Work task: Transcribe every entry exactly, with nothing added or left out.

(Saved entries)
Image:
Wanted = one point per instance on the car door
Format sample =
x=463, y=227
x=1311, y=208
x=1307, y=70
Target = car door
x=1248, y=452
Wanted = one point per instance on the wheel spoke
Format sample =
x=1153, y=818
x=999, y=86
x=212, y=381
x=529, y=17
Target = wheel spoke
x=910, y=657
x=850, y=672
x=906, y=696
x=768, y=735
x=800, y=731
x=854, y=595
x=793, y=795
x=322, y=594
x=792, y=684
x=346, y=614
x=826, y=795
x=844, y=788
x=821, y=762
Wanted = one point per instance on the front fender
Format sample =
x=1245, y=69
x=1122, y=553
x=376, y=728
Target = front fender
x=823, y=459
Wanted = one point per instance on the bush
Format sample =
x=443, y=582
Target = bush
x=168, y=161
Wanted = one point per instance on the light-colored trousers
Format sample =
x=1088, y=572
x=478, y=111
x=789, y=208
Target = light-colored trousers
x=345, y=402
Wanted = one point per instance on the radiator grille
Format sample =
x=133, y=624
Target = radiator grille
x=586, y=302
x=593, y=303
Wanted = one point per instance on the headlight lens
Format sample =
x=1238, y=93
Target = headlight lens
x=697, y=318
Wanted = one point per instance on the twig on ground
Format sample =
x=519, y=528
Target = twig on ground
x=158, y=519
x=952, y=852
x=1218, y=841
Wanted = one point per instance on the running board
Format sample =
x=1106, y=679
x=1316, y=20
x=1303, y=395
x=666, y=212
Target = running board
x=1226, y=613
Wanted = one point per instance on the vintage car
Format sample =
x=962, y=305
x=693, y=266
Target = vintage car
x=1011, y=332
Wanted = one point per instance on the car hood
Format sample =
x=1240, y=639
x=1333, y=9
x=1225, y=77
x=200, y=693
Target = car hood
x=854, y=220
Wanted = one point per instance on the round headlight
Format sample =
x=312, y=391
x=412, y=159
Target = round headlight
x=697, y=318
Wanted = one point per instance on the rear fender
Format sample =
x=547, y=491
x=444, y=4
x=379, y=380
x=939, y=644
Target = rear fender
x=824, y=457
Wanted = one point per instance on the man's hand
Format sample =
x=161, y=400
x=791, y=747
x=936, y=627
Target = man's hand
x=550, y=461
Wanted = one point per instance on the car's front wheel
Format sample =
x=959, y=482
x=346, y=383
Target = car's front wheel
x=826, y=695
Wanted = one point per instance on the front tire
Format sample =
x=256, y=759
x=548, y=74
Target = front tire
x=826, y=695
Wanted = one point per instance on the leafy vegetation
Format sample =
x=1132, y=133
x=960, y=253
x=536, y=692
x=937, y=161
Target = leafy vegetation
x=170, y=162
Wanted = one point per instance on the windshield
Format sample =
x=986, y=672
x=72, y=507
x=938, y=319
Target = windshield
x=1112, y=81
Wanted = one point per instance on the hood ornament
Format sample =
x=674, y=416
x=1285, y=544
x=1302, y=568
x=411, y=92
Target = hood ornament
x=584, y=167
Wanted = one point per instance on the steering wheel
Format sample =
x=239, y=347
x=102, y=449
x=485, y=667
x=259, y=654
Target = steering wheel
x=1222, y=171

Answer below:
Image:
Wanted = one point per instance on the car door
Format sample =
x=463, y=227
x=1311, y=208
x=1307, y=70
Target = car door
x=1248, y=452
Wanted = one point per instance on the wheel spoke
Format sample =
x=1153, y=818
x=999, y=86
x=212, y=381
x=529, y=17
Target = wheel spoke
x=910, y=657
x=850, y=672
x=906, y=696
x=768, y=735
x=800, y=731
x=854, y=595
x=793, y=795
x=322, y=594
x=792, y=684
x=346, y=614
x=826, y=795
x=844, y=788
x=821, y=762
Wanted = one point per instance on the front fender
Format sample =
x=1245, y=69
x=1122, y=553
x=376, y=728
Target = front fender
x=823, y=459
Wanted = one point per instance on the bush
Format sample =
x=443, y=582
Target = bush
x=168, y=161
Wanted = one point per instance on the light-colored trousers
Format sample =
x=1088, y=572
x=478, y=111
x=789, y=208
Target = light-colored trousers
x=345, y=402
Wanted = one point per instance on the radiator grille
Format sample =
x=133, y=624
Target = radiator grille
x=586, y=302
x=593, y=303
Wanted = one point per instance on the headlight lens
Format sample =
x=1238, y=93
Target = headlight lens
x=697, y=318
Wanted = one point per instance on the twig on ground
Format sample =
x=519, y=528
Target = twig on ground
x=158, y=519
x=952, y=852
x=1218, y=841
Wanted = one point per instance on the running board
Format sample =
x=1106, y=679
x=1316, y=20
x=1303, y=395
x=666, y=212
Target = running board
x=1226, y=613
Wanted = one point per instance on the vintage car
Format sample =
x=962, y=305
x=693, y=266
Target = vintage car
x=1011, y=332
Wanted = one point per instance on the car hood
Format sample =
x=1240, y=639
x=1333, y=9
x=1225, y=77
x=200, y=693
Target = car hood
x=854, y=220
Wanted = one point per instance on the round headlight
Format sample =
x=312, y=391
x=412, y=159
Target = round headlight
x=697, y=318
Wanted = one point per instance on the rear fender
Format sample =
x=547, y=491
x=444, y=4
x=379, y=380
x=939, y=644
Target = rear fender
x=824, y=457
Wanted = one point per instance on the man's hand
Format sample =
x=161, y=400
x=791, y=747
x=936, y=627
Target = man's hand
x=550, y=461
Wanted = one point per instance on the car's front wheel
Format sample =
x=959, y=482
x=346, y=383
Target = car's front wheel
x=826, y=695
Wanted = one point per instance on the front tire
Format sample =
x=256, y=759
x=548, y=74
Target = front tire
x=826, y=695
Wanted = one point per instance on the leafy vegetation
Format sample =
x=1132, y=133
x=960, y=253
x=536, y=692
x=937, y=161
Target = leafy vegetation
x=170, y=162
Wanted = one point per instance on the windshield
Format sample =
x=986, y=672
x=72, y=507
x=938, y=319
Target = windshield
x=1112, y=81
Wanted = one point per instance on the hood ornament
Format sample =
x=674, y=416
x=1285, y=544
x=1302, y=568
x=411, y=92
Target = hood ornament
x=584, y=167
Wanted = one point per instance on the steering wheel
Format sample =
x=239, y=347
x=102, y=449
x=485, y=667
x=259, y=654
Target = steering wheel
x=1222, y=171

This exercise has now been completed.